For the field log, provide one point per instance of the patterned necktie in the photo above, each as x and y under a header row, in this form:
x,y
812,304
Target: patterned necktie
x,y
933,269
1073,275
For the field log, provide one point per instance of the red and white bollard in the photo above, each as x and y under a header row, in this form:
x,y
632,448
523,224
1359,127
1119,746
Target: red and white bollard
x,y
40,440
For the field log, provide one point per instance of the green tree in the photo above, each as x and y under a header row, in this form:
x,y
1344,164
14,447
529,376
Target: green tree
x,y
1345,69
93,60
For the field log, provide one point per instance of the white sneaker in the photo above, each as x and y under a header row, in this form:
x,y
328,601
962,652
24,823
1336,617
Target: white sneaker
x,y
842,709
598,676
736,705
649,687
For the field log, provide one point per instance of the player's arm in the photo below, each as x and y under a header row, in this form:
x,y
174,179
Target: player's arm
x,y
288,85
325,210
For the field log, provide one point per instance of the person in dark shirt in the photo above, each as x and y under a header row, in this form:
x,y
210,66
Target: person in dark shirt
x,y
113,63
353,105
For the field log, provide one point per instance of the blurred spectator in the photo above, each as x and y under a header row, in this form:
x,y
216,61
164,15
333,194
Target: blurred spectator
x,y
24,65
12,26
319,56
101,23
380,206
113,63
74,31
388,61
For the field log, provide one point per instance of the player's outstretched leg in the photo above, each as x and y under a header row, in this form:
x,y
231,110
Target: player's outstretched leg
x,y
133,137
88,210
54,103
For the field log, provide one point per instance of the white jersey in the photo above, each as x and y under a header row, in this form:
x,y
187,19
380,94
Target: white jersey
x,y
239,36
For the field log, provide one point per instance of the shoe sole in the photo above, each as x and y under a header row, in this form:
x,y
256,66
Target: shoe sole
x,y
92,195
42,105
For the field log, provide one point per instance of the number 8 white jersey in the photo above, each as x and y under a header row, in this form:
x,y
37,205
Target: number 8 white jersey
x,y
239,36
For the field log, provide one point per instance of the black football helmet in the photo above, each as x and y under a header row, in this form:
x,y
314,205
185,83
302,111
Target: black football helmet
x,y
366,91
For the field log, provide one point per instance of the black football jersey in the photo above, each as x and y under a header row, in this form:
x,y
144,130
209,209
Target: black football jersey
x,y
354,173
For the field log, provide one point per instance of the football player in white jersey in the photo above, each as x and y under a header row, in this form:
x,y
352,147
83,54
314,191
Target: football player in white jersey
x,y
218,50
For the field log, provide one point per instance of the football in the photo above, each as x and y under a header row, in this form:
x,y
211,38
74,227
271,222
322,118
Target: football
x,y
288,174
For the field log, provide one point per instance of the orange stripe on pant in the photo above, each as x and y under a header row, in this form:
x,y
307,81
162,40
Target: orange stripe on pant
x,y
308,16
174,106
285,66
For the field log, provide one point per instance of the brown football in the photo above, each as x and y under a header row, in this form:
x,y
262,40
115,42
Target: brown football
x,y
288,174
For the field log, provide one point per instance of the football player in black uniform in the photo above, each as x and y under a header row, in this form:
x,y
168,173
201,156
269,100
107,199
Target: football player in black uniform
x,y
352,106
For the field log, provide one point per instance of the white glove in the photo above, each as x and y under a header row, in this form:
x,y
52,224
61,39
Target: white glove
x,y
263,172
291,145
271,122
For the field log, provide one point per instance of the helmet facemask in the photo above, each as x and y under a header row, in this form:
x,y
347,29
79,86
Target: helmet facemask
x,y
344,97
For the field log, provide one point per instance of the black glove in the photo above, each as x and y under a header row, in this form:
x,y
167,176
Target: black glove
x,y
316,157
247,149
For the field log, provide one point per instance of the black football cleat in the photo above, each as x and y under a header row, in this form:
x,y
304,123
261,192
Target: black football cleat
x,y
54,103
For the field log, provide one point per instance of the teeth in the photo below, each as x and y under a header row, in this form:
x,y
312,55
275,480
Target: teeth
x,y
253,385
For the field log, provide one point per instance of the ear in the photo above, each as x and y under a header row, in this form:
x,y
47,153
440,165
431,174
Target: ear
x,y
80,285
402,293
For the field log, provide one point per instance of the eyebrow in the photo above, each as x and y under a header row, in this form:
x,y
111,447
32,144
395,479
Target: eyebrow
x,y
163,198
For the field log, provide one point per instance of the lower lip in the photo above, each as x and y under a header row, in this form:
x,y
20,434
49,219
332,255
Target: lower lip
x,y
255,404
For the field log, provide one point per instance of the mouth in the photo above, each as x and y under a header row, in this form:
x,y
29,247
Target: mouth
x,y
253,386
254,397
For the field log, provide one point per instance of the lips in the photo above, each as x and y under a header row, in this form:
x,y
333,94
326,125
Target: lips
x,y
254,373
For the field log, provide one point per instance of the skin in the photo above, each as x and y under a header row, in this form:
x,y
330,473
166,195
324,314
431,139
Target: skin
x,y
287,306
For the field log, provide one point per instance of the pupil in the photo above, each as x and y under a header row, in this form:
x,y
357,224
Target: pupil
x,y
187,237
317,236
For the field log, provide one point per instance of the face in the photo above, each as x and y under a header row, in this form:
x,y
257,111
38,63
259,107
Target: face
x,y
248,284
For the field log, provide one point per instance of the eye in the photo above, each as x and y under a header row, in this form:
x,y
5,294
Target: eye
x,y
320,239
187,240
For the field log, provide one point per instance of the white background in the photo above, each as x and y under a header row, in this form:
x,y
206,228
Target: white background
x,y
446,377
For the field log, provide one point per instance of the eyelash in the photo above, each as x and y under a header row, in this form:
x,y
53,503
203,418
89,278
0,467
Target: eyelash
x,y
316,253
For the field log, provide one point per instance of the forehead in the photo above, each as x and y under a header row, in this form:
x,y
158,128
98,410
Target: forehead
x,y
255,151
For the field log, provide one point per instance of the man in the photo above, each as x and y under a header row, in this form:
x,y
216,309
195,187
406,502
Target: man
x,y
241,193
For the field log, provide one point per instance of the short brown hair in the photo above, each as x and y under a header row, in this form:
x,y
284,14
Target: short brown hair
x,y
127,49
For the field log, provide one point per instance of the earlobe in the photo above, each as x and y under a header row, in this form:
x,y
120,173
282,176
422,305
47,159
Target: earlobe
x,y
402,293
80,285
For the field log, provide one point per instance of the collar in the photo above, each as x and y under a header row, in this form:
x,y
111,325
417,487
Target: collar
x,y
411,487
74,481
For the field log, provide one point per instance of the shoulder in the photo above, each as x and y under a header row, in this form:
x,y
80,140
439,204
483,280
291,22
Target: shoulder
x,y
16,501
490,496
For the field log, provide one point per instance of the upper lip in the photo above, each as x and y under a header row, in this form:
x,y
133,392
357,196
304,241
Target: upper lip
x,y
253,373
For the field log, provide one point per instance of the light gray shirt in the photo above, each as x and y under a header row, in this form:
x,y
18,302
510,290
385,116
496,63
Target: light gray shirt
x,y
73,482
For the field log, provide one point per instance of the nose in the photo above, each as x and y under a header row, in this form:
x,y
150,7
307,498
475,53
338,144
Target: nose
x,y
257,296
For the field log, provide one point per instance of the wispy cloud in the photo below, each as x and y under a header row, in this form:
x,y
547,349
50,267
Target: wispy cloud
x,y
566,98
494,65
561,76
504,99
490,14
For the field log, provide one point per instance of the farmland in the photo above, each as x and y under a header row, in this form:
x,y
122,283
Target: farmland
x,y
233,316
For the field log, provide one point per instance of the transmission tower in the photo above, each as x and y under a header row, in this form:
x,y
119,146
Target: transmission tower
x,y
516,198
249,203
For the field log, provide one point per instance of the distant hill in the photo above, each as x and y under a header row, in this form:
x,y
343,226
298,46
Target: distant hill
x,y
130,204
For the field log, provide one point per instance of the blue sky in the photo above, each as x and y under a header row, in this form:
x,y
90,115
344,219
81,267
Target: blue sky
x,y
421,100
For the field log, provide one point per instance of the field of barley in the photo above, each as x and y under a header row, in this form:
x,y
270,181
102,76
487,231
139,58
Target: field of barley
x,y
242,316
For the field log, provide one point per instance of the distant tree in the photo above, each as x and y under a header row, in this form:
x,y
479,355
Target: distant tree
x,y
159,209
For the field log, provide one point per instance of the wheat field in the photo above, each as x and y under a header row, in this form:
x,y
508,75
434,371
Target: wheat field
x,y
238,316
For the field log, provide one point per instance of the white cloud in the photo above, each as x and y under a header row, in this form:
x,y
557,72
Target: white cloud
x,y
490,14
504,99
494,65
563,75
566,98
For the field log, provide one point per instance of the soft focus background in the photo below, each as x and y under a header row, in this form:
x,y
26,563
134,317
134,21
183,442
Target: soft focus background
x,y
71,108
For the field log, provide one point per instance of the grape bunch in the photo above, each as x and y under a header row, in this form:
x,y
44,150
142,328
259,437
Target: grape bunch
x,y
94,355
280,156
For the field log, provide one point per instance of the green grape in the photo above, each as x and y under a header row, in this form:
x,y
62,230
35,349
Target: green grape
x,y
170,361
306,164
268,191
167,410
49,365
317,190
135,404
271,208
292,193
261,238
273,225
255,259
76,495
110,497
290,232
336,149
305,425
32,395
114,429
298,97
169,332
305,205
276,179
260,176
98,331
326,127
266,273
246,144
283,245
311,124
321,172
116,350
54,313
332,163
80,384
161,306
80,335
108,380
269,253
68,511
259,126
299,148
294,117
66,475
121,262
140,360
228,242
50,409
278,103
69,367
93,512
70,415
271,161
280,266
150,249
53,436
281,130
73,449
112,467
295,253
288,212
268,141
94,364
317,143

--------------------------------

__WHAT THIS TASK INVOLVES__: Keep only the lines of the listing that contain the word "below", and copy them.

__RESULT__:
For the field log, provide one point per instance of the player's arm in the photo below, each as x and y under a header row, in this form:
For the field log, provide one point per instance of the teeth in the photo below, each as x and y under a header row, in this form:
For the field log, provide one point per instance of the wispy cloud in the photo below, each as x and y under a header row, in this form:
For the field log, provide one point per instance of the soft focus background in the photo below, each as x and y under a header row, in this form:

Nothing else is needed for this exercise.